+++ Task input

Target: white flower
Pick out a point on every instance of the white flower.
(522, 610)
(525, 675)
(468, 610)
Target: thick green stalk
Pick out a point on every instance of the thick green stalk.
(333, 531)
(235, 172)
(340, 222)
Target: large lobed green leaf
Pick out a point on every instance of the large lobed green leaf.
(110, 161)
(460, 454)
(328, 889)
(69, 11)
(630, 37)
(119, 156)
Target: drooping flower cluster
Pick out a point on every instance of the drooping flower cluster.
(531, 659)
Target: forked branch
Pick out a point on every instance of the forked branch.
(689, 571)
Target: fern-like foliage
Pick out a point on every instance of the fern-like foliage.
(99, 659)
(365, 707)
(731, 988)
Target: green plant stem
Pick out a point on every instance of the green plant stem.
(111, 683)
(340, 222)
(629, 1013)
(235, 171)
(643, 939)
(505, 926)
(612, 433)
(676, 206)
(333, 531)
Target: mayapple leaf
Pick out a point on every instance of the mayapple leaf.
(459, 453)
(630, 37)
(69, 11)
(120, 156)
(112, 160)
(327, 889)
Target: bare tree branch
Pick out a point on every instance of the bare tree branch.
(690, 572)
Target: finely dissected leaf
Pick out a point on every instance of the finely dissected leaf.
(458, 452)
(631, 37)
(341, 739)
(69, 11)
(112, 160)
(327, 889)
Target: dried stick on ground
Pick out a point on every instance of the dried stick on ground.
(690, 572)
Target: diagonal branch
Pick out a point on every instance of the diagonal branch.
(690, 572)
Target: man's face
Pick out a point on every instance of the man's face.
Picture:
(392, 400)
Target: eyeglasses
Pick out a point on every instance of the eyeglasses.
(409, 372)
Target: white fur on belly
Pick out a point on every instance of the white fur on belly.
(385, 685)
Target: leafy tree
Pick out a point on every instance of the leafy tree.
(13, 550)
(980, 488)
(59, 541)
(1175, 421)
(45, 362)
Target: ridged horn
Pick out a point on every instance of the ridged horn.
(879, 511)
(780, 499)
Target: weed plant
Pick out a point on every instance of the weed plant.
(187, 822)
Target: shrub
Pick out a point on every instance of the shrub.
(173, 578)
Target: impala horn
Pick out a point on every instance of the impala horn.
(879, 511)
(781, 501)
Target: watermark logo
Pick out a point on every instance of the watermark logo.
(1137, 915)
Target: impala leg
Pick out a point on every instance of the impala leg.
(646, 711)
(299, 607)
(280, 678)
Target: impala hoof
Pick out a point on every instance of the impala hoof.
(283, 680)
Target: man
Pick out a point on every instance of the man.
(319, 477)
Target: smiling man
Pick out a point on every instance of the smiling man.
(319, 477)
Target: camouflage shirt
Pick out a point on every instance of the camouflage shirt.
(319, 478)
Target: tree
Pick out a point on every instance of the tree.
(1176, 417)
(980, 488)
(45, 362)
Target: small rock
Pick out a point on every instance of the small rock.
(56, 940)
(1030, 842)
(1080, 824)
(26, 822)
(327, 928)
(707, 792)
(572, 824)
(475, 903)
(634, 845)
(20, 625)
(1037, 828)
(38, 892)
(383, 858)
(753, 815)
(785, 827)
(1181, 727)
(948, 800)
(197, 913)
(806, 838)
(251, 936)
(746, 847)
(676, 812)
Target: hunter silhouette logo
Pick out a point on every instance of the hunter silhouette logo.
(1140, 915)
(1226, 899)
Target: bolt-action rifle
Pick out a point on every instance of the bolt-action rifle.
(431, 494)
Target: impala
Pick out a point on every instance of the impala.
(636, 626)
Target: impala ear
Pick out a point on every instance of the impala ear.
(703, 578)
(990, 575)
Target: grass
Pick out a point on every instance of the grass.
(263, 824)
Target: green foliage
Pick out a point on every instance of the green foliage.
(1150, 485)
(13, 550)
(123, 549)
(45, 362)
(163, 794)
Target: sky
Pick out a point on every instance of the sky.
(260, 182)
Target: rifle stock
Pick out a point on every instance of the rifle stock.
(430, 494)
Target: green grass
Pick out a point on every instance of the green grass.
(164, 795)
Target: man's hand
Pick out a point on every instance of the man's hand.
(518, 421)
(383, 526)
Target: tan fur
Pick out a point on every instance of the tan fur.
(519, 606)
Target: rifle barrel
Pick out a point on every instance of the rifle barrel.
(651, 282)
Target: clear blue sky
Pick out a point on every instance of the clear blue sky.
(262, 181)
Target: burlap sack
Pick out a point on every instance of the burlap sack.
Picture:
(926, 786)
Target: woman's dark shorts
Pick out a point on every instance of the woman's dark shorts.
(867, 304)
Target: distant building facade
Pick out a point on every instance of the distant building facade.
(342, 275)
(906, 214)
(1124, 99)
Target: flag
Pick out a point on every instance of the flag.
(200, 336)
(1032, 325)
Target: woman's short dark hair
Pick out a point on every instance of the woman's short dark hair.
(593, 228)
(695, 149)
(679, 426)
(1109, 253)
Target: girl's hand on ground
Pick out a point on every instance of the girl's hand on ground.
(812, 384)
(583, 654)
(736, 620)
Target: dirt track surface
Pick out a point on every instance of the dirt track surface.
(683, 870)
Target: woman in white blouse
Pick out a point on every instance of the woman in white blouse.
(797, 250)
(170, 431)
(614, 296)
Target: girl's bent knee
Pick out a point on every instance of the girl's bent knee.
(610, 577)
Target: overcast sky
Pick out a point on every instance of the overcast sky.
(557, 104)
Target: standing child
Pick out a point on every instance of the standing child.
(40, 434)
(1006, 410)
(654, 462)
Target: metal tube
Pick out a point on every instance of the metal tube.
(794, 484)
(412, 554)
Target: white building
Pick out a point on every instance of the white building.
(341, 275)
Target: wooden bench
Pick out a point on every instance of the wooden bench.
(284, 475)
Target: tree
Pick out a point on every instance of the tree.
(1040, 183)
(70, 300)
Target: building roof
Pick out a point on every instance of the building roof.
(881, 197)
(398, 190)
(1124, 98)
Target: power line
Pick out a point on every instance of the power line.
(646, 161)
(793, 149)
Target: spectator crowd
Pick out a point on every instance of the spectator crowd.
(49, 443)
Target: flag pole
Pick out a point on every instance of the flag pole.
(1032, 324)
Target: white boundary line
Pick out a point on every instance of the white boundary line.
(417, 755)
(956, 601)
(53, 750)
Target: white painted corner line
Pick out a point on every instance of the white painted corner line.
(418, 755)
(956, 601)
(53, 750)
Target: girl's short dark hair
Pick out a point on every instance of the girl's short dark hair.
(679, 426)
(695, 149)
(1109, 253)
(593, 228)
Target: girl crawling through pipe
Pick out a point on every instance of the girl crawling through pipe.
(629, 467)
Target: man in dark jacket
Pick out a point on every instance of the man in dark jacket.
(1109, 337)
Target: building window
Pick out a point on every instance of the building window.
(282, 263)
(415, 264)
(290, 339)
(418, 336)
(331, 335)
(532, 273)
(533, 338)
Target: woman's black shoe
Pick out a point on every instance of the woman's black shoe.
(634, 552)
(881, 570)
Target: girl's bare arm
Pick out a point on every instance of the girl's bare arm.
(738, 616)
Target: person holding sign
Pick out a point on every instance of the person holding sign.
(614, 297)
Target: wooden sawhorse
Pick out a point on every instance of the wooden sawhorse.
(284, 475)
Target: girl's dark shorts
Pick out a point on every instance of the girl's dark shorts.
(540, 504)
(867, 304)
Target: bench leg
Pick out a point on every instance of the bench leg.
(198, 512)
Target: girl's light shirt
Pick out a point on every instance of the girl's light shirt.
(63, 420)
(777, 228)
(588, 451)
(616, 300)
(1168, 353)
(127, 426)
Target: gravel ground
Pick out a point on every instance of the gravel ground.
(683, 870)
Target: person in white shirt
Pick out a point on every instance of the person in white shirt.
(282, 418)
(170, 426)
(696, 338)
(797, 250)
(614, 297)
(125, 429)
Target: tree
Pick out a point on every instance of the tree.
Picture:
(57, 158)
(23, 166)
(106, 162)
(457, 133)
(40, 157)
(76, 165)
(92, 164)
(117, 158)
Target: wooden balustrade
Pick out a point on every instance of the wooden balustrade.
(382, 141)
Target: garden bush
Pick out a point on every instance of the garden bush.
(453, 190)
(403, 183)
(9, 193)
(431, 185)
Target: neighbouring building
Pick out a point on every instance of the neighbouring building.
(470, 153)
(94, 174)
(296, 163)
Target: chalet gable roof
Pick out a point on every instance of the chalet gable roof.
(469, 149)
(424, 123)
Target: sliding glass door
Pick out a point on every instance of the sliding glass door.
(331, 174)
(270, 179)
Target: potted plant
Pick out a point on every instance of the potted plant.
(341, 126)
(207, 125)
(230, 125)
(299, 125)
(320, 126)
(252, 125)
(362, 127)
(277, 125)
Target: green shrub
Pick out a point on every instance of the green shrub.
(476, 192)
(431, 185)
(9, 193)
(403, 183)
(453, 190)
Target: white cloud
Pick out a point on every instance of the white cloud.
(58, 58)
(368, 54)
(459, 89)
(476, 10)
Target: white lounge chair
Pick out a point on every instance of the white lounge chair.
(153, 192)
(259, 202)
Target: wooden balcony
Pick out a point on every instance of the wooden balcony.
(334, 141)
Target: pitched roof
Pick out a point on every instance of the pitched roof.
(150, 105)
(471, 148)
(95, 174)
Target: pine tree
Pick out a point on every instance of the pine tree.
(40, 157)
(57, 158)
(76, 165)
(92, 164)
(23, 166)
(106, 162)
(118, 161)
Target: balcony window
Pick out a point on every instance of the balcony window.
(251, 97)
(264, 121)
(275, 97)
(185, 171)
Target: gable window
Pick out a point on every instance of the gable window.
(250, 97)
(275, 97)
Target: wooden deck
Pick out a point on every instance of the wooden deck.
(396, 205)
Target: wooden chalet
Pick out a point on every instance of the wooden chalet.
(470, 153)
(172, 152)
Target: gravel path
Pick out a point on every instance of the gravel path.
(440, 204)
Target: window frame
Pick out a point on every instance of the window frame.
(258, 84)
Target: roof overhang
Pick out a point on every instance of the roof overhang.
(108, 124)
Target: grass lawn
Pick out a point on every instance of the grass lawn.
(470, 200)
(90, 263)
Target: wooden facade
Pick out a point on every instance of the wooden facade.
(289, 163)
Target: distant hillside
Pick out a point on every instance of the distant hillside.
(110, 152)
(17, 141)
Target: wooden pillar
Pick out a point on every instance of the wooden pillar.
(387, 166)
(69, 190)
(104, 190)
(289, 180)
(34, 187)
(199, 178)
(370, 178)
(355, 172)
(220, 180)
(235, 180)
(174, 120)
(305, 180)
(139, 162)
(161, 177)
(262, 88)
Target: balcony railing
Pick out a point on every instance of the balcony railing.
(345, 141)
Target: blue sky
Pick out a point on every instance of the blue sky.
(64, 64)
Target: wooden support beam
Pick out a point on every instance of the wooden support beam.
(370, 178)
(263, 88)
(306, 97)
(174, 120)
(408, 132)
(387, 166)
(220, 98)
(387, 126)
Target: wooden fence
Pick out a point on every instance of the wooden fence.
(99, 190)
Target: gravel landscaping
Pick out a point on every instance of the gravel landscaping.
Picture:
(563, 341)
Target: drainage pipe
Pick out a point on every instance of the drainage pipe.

++++++

• _Directions_:
Lay out the part that opens with the line containing "Target: drainage pipe" and closes at the end of the records as a Markdown table with the columns Row and Line, numbering each line and omitting blank lines.

• _Task answer_:
| Row | Line |
|---|---|
| 1 | Target: drainage pipe |
| 2 | Pick out a point on every instance of the drainage pipe. |